▶ [What to work on]
1: In the article on burnout, what does Anita Marchesani say will not fix the problem once someone is burned out?
2: Pick up the article on burnout after its final line and write the next part.

▶ [Page text]
__________________________________________________
After working hard to earn a Ph.D. in clinical psychology and get a license to practice independently, Anita Marchesani says she was living a dream life. “Great position on the clinical faculty at a major teaching hospital, working in a niche patient population with a very unique, highly in-demand skill set — and I woke up one morning realizing I couldn’t do it anymore.”
Marchesani says she had ignored little things along the way, such as properly managing her own stress level working with a challenging patient population and not having the proper balance in her life. “Once someone is burned out, there is no turning back. A vacation or even a sabbatical will not fix the problem. I had to quit.”
Now she works as a career coach with professionals to prevent them from making the same mistakes. “Burnout takes good people out of the environment where they can make a big impact,” she says. “It’s something that must be prevented, because when a person reaches this stage, they must quit what they are doing.”
Here are five other reasons to quit your job.
__________________________________________________
▶ [Material provided]
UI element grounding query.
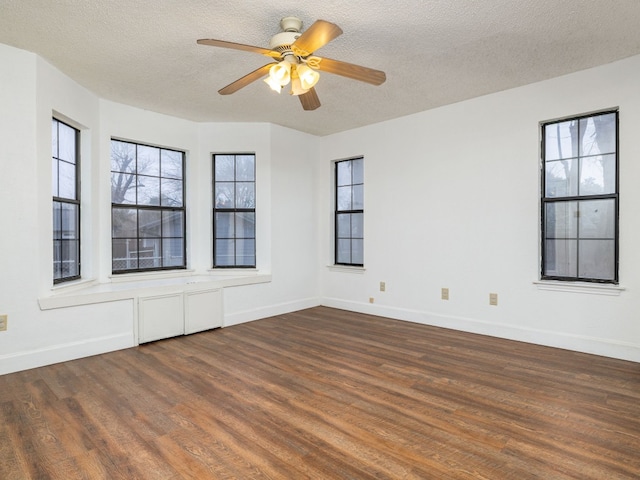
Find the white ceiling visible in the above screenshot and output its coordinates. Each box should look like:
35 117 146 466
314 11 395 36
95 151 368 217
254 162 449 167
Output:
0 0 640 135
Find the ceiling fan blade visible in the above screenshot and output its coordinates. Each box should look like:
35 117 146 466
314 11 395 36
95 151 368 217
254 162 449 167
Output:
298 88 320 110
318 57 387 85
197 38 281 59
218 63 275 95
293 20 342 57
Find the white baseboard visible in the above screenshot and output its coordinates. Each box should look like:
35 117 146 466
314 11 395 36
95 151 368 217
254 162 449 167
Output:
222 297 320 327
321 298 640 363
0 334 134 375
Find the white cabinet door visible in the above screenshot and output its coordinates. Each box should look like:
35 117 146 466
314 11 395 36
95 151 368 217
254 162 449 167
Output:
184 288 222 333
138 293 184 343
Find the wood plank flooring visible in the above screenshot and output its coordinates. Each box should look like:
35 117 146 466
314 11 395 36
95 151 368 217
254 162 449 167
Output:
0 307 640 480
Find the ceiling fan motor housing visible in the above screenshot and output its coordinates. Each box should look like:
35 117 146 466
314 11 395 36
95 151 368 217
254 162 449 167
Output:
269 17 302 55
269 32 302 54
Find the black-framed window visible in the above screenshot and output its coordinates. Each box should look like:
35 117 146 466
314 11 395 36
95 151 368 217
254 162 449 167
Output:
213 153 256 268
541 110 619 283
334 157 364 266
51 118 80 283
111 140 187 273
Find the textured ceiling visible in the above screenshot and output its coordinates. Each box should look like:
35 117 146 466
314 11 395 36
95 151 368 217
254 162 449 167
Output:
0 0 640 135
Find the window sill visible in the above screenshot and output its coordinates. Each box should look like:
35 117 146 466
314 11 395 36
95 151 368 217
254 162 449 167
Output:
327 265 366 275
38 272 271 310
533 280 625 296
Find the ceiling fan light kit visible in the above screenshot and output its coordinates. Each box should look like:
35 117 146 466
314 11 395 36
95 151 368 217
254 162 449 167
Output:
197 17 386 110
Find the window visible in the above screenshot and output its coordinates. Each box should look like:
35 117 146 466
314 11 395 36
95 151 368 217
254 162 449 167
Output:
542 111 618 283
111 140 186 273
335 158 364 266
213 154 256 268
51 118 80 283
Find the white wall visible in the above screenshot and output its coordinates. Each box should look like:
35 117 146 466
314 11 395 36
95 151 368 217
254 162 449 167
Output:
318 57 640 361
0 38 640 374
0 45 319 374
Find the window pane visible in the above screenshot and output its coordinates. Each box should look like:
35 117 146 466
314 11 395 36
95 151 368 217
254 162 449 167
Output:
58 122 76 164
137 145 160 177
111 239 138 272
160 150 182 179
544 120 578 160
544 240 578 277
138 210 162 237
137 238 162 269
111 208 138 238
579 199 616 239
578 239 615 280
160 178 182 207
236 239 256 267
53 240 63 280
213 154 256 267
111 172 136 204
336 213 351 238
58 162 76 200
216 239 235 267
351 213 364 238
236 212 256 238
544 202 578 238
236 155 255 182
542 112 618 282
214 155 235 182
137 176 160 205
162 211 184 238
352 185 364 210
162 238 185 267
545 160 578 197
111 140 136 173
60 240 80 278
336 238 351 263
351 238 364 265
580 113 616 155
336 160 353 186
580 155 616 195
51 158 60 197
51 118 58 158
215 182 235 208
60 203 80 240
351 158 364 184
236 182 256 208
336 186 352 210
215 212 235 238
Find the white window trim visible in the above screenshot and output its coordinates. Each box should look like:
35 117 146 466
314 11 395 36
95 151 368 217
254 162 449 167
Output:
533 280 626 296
__________________________________________________
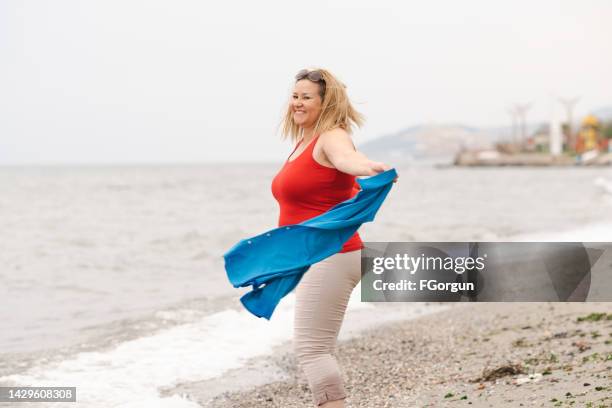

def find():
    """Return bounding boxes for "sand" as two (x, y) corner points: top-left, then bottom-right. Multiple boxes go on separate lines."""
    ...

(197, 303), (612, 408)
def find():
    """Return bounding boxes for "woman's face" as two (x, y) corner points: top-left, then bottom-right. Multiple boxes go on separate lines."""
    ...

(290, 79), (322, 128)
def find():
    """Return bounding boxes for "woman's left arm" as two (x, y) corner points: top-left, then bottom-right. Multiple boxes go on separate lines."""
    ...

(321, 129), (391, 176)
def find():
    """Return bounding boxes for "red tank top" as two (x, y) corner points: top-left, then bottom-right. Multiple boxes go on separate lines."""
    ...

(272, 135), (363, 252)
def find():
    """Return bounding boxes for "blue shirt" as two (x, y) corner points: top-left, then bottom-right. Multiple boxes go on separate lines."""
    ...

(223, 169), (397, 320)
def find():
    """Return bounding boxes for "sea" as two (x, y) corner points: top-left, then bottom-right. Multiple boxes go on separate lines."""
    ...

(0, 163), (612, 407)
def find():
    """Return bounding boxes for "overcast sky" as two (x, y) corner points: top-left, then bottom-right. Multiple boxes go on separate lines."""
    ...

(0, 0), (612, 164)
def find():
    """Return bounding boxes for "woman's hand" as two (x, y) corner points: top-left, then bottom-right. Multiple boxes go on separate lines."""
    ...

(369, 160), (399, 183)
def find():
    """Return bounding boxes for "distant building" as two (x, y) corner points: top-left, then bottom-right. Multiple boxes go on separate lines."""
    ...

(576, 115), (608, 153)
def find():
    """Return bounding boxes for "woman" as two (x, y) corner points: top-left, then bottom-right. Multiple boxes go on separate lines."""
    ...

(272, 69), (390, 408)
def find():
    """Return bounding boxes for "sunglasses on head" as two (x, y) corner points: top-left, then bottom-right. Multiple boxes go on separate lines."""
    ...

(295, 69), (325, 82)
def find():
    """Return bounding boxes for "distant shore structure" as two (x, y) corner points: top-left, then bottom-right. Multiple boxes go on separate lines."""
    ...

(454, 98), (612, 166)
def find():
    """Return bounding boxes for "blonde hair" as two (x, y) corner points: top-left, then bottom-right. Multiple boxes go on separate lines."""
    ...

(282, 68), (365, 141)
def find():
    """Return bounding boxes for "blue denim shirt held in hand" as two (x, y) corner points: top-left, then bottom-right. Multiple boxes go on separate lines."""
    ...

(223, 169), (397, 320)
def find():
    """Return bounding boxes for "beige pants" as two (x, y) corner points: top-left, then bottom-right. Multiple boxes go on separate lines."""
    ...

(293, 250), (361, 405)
__________________________________________________
▶ [Exercise responses]
1: A vacation or even a sabbatical.

2:
You’re not getting paid what you’re worth
If you find out that you’re being paid less than market rate — and your employer isn’t willing to budge — it may be time to think about quitting. “It is surprising how many people have never researched the pay rate for their job,” says Katie Donovan of Equal Pay Negotiations. She says she often sees people getting 20 percent less than the median pay for the positions they’re in.
While money is not the only reason to work at a job, especially if it’s one you love, Donovan points out that work is the only way most people make money. “I recommend not quitting until you have a new job that does pay you what the market is for the job — at least the median salary based on research.”
Staying in your job for a long time can compound the problem. According to a recent Forbes article, staying at the same company for an average of more than two years can make you earn less over your lifetime — by at least 50 percent. People who leave for other jobs can work their way up the salary ladder, but those who stay are stuck with small raises.
Your supervisor doesn’t support you
If you're dealing with challenges, do you feel comfortable talking with your supervisor about them? Do you get the support you need? If not, quitting may seem like an option, says Dale Austin, director of the Career Development Center at Hope College.
And if your current boss is promoted or leaves, look carefully at the relationship you have with your new boss. “If you're constantly experiencing problems with your new manager with no resolutions, it might be a signal to look elsewhere, especially if that person is making your job miserable,” Austin says.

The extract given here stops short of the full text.